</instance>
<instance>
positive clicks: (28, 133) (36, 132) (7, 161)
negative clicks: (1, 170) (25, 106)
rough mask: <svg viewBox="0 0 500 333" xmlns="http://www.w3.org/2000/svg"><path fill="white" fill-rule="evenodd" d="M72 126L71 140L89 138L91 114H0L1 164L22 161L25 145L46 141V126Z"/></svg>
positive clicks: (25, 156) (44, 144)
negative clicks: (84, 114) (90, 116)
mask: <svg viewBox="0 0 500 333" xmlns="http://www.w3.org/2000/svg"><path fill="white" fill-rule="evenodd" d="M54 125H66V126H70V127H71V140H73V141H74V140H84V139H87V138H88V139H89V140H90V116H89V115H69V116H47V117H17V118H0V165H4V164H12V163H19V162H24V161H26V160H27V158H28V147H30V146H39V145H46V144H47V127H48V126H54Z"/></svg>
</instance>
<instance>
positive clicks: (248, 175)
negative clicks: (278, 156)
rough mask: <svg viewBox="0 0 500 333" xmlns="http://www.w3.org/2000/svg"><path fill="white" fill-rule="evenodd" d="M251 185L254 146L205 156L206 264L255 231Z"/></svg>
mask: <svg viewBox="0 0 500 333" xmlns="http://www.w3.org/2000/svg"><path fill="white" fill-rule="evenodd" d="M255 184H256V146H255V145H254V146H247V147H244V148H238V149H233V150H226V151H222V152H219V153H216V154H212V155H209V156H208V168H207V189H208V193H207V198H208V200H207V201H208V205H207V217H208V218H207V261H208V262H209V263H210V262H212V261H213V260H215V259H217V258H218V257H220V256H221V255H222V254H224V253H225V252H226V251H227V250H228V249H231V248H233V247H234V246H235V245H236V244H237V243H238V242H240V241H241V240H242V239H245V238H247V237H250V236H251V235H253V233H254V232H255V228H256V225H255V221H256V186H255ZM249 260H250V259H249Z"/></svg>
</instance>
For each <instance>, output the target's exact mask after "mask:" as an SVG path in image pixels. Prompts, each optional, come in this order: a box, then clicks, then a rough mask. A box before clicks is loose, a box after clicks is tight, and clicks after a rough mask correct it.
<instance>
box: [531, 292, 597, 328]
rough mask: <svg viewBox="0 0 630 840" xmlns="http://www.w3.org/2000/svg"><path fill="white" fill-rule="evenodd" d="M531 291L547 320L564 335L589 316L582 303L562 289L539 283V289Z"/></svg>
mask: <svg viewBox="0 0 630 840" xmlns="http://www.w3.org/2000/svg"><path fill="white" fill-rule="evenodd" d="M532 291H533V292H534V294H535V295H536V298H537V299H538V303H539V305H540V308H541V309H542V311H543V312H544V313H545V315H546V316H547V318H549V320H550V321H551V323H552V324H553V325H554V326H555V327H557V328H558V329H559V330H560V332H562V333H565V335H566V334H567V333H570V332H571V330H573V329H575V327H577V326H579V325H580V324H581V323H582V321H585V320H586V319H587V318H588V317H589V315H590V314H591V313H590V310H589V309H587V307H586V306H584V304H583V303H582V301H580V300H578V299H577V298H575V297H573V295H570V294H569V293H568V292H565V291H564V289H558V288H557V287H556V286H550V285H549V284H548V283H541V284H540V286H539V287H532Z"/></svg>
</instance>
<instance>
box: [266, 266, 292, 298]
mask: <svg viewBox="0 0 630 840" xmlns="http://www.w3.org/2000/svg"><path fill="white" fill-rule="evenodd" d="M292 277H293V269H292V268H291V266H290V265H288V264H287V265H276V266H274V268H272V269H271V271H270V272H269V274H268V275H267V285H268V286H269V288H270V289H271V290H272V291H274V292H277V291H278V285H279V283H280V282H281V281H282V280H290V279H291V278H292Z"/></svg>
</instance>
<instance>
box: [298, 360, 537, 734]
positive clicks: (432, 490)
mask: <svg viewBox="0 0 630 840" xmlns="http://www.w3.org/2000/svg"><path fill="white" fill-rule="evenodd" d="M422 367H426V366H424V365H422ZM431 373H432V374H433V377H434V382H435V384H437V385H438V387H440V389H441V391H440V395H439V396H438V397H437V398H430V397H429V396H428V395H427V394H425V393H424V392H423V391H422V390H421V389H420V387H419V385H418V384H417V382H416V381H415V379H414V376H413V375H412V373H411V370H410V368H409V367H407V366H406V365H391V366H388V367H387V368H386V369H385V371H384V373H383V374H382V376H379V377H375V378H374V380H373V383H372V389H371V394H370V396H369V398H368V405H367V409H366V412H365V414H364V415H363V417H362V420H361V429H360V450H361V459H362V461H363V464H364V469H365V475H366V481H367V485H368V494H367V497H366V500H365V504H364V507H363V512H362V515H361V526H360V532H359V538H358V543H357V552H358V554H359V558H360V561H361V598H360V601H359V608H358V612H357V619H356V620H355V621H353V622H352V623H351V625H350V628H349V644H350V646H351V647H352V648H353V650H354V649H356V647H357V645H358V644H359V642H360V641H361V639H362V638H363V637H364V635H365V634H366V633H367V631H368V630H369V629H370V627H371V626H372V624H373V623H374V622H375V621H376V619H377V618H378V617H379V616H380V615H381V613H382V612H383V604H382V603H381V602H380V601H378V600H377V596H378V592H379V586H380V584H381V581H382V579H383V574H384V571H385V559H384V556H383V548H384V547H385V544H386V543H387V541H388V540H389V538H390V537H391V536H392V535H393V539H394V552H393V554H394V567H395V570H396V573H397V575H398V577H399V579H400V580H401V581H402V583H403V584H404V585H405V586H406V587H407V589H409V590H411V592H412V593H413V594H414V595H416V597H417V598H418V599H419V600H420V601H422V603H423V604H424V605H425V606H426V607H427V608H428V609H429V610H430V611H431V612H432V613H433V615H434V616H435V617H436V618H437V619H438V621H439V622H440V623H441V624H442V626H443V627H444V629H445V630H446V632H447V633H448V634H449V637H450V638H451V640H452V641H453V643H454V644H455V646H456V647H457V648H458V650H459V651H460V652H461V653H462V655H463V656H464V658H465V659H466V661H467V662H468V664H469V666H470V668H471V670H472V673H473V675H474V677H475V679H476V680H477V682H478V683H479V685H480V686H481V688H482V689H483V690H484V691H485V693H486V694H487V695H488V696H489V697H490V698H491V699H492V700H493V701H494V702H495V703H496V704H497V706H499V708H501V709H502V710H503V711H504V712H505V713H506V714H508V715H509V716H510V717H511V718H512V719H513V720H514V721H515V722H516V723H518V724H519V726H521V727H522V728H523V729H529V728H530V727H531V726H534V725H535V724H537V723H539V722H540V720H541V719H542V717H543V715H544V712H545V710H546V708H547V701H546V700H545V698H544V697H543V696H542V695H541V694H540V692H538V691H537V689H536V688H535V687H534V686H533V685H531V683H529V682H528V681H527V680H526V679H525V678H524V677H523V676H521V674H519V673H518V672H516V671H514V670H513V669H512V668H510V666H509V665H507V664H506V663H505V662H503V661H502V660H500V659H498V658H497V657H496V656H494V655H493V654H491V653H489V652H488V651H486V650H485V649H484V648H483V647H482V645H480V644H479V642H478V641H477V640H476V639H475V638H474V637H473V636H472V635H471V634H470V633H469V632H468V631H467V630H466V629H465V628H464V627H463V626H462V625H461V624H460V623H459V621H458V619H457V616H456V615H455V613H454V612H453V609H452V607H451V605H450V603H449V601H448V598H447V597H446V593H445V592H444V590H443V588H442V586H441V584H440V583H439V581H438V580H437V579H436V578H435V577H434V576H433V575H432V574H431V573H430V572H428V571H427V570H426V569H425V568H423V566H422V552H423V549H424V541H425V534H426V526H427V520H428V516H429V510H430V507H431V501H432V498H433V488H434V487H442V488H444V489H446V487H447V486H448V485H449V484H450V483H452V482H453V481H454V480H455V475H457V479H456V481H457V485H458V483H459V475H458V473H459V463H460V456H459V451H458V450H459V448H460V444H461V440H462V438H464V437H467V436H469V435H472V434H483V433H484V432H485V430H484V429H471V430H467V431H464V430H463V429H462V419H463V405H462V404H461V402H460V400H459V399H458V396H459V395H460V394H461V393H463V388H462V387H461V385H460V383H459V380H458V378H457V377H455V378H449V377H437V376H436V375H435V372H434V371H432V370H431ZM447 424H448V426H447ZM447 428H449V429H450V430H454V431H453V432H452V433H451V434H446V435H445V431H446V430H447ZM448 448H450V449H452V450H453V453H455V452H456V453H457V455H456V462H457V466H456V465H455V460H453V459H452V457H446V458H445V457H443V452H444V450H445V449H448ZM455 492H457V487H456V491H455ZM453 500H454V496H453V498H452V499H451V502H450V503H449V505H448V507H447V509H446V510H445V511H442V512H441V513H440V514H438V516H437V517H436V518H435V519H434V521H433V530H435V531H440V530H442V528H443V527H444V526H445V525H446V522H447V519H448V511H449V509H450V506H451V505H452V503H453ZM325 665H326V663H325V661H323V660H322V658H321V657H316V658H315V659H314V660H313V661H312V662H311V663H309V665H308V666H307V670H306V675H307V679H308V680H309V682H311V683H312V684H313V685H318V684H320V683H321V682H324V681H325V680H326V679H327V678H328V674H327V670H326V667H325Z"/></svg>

TRY IT: Transcribe the entries word for word, from the start of the entries through the line that contains "negative clicks: (1, 170) (25, 106)", inclusive.

REPLY TO THE TASK:
</instance>
<instance>
positive clicks: (28, 133) (36, 132) (7, 161)
negative clicks: (1, 170) (25, 106)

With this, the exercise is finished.